1. Field of the Disclosure
This disclosure relates generally to estimating characteristics of fluids from the measurements of thermal properties of the downhole fluids.
2. Description of the Related Art
Wellbores or boreholes for producing hydrocarbons (such as oil and gas) are drilled using a drill string that includes a tubing made up of jointed tubulars or a continuous coiled tubing and a drilling assembly, also referred to as the bottom hole assembly (BHA), attached to the bottom end of the drill string. The BHA typically includes a number of sensors and tools that are used for evaluating properties of the formation and for drilling directional boreholes. A drill bit attached to the BHA bottom is rotated with a drilling motor in the BHA and/or by rotating the drill string to drill the wellbores. To drill a wellbore, drilling fluid, also referred to as the “mud,” is supplied under pressure to the drill string, which mud discharges at the bottom of the drill bit and circulates back to the surface via an annulus between the drill string and the wellbore inside.
A majority of the wellbores are drilled under overbalanced conditions, wherein the pressure on the formation surrounding the wellbore due to the weight of the mud column is greater than the natural or connate pressure of the formation. The drilling mud invades the formation to a certain depth and contaminates the connate fluid (fluid present in the formation under natural conditions). It is desirable to estimate or determine the characteristics or properties of interest of the fluid in the formation during drilling of the wellbore. These estimates can then be used to control drilling of the wellbore and to estimate the presence of hydrocarbons. Formation fluid samples also may be taken during drilling of a wellbore and/or after a well has been drilled. To obtain a relatively clean (substantially free of mud filtrate) fluid sample, the formation fluid is typically pumped into the wellbore until clean or uncontaminated formation fluid starts to flow out of the formation. Invasion is less during drilling of a wellbore compared to the invasions after a few hours after the wellbore has been drilled under overbalanced conditions. It is therefore desirable to determine when the formation fluid being withdrawn is clean so that a formation fluid samples may be taken.
The present disclosure provides a downhole tool and method for estimating certain characteristics of downhole fluids, including estimating the contamination of the fluid.
The disclosure provides a system, tools and methods for estimating one or more properties or characteristics of a fluid downhole. In one aspect the method includes heating the fluid at a selected location during a first phase; taking a plurality of temperature measurements of the fluid substantially at the selected location during a second phase; and estimating the property of the downhole fluid from the plurality of measurements made during the second phase. The method further may include taking a plurality of temperature measurements at a location spaced apart from the first location during the second phase. The properties of the fluid may include one or more of: a phase change of the fluid; a presence of one or more of oil, gas and water; a proportion of a constituent of the fluid; and contamination level in the fluid. The fluid property, in one aspect, is estimated by using a model that includes information based at least in part on predetermined measurements relating to one or more thermal properties of fluids. The model may use an algorithm for performing calculations; look up tables; thermal profiles; etc. The predetermined measurements may include laboratory measurements for mixtures of oil, water, gas and mud. The plurality of measurements may be taken continuously or periodically over a selected time period defining the second phase. In another aspect, the measurements may be repeated during subsequent phases.

**RECORDS SHOWN**

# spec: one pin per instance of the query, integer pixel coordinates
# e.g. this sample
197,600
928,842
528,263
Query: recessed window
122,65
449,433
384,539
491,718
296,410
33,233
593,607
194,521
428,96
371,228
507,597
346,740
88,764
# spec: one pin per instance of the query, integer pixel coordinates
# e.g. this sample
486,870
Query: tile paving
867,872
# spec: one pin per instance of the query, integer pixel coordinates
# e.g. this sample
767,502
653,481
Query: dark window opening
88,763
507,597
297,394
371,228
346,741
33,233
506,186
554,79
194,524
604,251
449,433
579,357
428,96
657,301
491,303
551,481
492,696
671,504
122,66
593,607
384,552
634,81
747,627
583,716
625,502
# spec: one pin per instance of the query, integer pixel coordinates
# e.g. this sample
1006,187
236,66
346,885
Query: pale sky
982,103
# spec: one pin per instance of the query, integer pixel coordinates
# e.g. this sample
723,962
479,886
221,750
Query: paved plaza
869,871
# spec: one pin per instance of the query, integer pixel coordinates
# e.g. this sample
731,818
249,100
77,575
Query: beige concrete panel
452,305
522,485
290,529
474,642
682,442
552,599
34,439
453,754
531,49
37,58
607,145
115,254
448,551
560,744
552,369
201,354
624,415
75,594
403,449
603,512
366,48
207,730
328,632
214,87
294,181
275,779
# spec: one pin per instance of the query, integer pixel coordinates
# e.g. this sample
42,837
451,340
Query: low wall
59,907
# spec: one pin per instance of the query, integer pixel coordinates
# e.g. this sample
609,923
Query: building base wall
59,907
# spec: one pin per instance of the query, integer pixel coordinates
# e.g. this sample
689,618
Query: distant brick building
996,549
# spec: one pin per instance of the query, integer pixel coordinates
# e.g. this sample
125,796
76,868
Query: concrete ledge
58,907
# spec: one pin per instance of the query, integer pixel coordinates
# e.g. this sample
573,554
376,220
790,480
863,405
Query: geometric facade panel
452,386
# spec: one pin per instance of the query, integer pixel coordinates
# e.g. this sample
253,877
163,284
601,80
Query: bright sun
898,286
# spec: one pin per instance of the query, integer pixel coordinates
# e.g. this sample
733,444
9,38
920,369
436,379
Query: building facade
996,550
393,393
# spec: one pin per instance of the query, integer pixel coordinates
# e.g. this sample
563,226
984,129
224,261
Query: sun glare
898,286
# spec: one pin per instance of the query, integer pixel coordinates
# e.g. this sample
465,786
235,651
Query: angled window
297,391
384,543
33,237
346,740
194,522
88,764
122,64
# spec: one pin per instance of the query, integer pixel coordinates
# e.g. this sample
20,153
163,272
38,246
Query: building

**GOAL A**
Transcribe everything in the passage on downhole fluids from "1. Field of" down to "the downhole fluids.".
**GOAL B**
Render this sentence from the passage on downhole fluids in Spanish: "The predetermined measurements may include laboratory measurements for mixtures of oil, water, gas and mud."

**TASK RESPONSE A**
1. Field of the Disclosure
This disclosure relates generally to estimating characteristics of fluids from the measurements of thermal properties of the downhole fluids.

**TASK RESPONSE B**
Las mediciones predeterminadas pueden incluir mediciones de laboratorio para mezclas de petróleo, agua, gas y lodo.